Anyway, Lindsay and her mom, Dinah, last sued week Fox News, talk show host/bully Sean Hannity and "commentator" Michelle Fields for defamation. According to the suit, Fields falsely said that mom was doing cocaine with her daughter.
There was no indication how Fields knew this or whether she was hanging out at some terrific parties.
Interestingly, the suit said that "Sean Hannity led off the segment with the comment or theme of 'Early Signs of Train Wrecks and Tragedy About to Happen.'"
I think one of those early signs is tackling a serious topic by discussing it with a "commentator" whose own website has only this one qualification on her resume (aka "about" page): "Upon graduating from Pepperdine University in 2011, she gained attention after having a confrontation with actor Matt Damon over teacher tenure reform."
And so a star was born.
(Note to Serious Readers: Matt Damon is an actor who once played a genius math student in a movie he co-wrote. So apparently you can learn a lot from him.)
Be that as it may, I fully and openly admit to my own lack of expertise regarding who's taken cocaine with whom. I have no idea whether this lawsuit has any merit or not.

> [PROVIDED DATA]

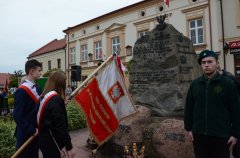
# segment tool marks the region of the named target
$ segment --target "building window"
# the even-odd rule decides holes
[[[102,59],[102,42],[98,41],[95,43],[95,59]]]
[[[112,38],[112,53],[120,55],[120,39],[119,37]]]
[[[81,55],[82,55],[82,61],[87,61],[87,45],[81,46]]]
[[[147,31],[139,31],[138,32],[138,38],[145,36],[147,34]]]
[[[204,43],[203,35],[203,19],[195,19],[189,21],[190,39],[194,45]]]
[[[61,69],[61,59],[57,59],[58,69]]]
[[[125,48],[126,48],[126,54],[129,55],[129,56],[132,55],[132,46],[128,45]]]
[[[42,62],[40,62],[40,64],[41,64],[41,71],[43,71],[43,64],[42,64]]]
[[[146,16],[146,12],[143,10],[143,11],[140,11],[139,12],[139,16],[140,17],[144,17],[144,16]]]
[[[76,63],[76,51],[75,48],[70,48],[70,63],[75,64]]]
[[[51,70],[51,60],[48,61],[48,70]]]

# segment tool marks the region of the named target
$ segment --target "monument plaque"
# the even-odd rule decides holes
[[[181,116],[189,85],[201,69],[192,42],[164,19],[135,43],[129,91],[152,116]]]

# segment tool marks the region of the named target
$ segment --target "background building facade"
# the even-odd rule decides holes
[[[37,51],[31,53],[28,59],[36,59],[42,63],[42,71],[44,74],[52,69],[66,70],[66,39],[53,40],[41,47]]]

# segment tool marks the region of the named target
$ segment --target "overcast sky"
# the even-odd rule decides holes
[[[141,0],[1,0],[0,73],[24,70],[29,54],[67,27]]]

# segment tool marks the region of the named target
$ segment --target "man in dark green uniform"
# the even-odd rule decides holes
[[[184,126],[193,141],[196,158],[230,158],[240,138],[240,98],[234,82],[217,71],[215,52],[199,55],[203,75],[189,88]]]

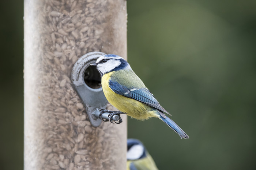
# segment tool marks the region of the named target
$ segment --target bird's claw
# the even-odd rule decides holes
[[[120,124],[123,122],[123,120],[121,118],[121,116],[120,116],[120,114],[125,114],[125,113],[120,111],[113,111],[112,110],[108,110],[106,109],[101,109],[99,110],[100,114],[99,115],[99,118],[102,119],[104,122],[108,122],[109,120],[110,121],[110,122],[112,123],[116,123],[116,124]],[[101,115],[103,113],[109,113],[108,117],[109,118],[109,119],[108,120],[106,119],[103,119]],[[118,116],[119,119],[118,120],[118,122],[114,121],[113,120],[113,116],[115,115],[117,115]]]
[[[119,119],[118,120],[119,121],[118,122],[117,122],[116,121],[113,120],[113,116],[115,115],[117,115],[118,116],[119,118]],[[119,113],[116,113],[114,112],[110,113],[109,114],[109,120],[110,121],[110,122],[112,123],[116,123],[117,124],[119,124],[123,122],[123,120],[122,120],[121,116],[120,116],[120,114]]]

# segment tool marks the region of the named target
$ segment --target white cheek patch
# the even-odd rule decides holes
[[[140,145],[136,145],[132,146],[127,154],[127,159],[129,160],[138,159],[143,154],[144,149],[143,146]]]
[[[104,74],[118,67],[121,63],[119,60],[110,59],[106,63],[98,64],[97,66],[98,70]]]

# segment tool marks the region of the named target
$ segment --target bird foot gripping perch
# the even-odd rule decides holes
[[[102,109],[99,110],[97,108],[93,112],[96,118],[99,118],[104,122],[110,121],[112,123],[120,124],[123,122],[120,114],[125,114],[121,111],[113,111]],[[117,122],[118,121],[118,122]]]
[[[123,120],[121,112],[99,108],[105,108],[108,103],[101,87],[101,77],[95,66],[98,58],[106,54],[101,52],[91,52],[81,57],[74,65],[71,73],[73,88],[79,96],[84,106],[92,126],[97,127],[102,120],[112,123],[121,123]]]

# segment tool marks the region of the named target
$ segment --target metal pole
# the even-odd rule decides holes
[[[126,116],[92,127],[70,81],[87,52],[127,58],[126,1],[24,3],[25,169],[126,169]]]

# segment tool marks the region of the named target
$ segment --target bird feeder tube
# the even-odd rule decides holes
[[[24,169],[126,169],[126,116],[120,124],[92,126],[71,81],[74,64],[88,52],[127,59],[126,1],[24,6]]]

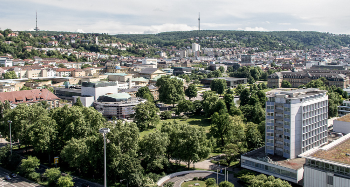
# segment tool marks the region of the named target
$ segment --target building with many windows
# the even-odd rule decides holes
[[[304,187],[350,187],[350,134],[300,156],[306,159]]]
[[[350,79],[347,75],[338,73],[327,72],[294,72],[281,71],[272,73],[268,77],[268,87],[280,88],[282,81],[286,80],[292,84],[293,87],[305,85],[312,80],[324,77],[327,80],[328,86],[336,85],[337,87],[346,88],[350,85]]]
[[[282,91],[266,102],[266,154],[294,159],[327,142],[327,91]]]
[[[266,146],[242,155],[242,167],[300,185],[305,159],[298,156],[328,142],[326,93],[308,88],[268,95]]]
[[[242,66],[254,66],[255,56],[248,54],[241,55],[240,64]]]

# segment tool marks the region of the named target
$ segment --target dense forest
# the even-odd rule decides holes
[[[32,58],[34,56],[56,57],[69,61],[86,61],[85,59],[70,58],[64,54],[56,52],[42,53],[32,50],[26,51],[23,47],[49,47],[50,41],[58,41],[58,47],[72,49],[78,51],[94,52],[108,55],[124,56],[157,57],[157,51],[165,51],[168,54],[174,53],[172,46],[176,49],[192,46],[196,42],[202,47],[225,48],[251,47],[248,53],[266,51],[284,51],[318,47],[328,49],[348,46],[350,36],[336,35],[314,31],[258,32],[232,30],[200,30],[162,32],[156,34],[117,34],[108,33],[80,33],[70,32],[39,31],[20,31],[16,37],[8,36],[12,33],[10,29],[0,30],[0,55],[12,54],[14,58]],[[30,34],[29,33],[31,34]],[[78,38],[67,36],[77,34]],[[100,45],[95,43],[98,36]],[[72,42],[72,40],[74,42]],[[5,42],[5,41],[7,41]],[[11,43],[8,43],[10,41]],[[131,47],[122,50],[108,46],[106,44],[130,43]],[[106,44],[104,45],[104,44]],[[109,49],[106,50],[107,47]],[[68,59],[69,58],[69,59]]]
[[[258,51],[295,50],[318,47],[326,49],[346,46],[350,44],[348,35],[336,35],[314,31],[259,32],[234,30],[200,30],[162,32],[156,34],[118,34],[116,37],[127,41],[156,44],[160,47],[186,46],[190,38],[198,37],[202,47],[257,47]],[[216,39],[206,39],[207,37]],[[202,38],[203,37],[203,38]],[[189,45],[189,44],[187,44]]]

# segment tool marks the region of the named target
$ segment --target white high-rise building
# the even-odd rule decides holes
[[[247,54],[242,55],[240,63],[242,66],[255,66],[255,56]]]
[[[282,91],[266,102],[266,154],[294,159],[327,142],[327,91]]]
[[[192,43],[192,51],[194,52],[194,51],[199,51],[200,50],[200,45],[198,43]]]
[[[156,64],[156,58],[146,58],[142,59],[142,64]]]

> [EXERCISE 1]
In the text about the Lohan lawsuit, whom did Lindsay and her mother Dinah sue for defamation?
> [EXERCISE 2]
Using the text about the Lohan lawsuit, explain why the writer thinks the segment itself showed one of the "early signs" Hannity mentioned.

> [WRITTEN REPLY 1]
Fox News, Sean Hannity and Michelle Fields.

> [WRITTEN REPLY 2]
The writer says a serious topic was discussed with a "commentator" whose website lists only one qualification. It says that after graduating from Pepperdine University in 2011, she gained attention for a confrontation with actor Matt Damon over teacher tenure reform.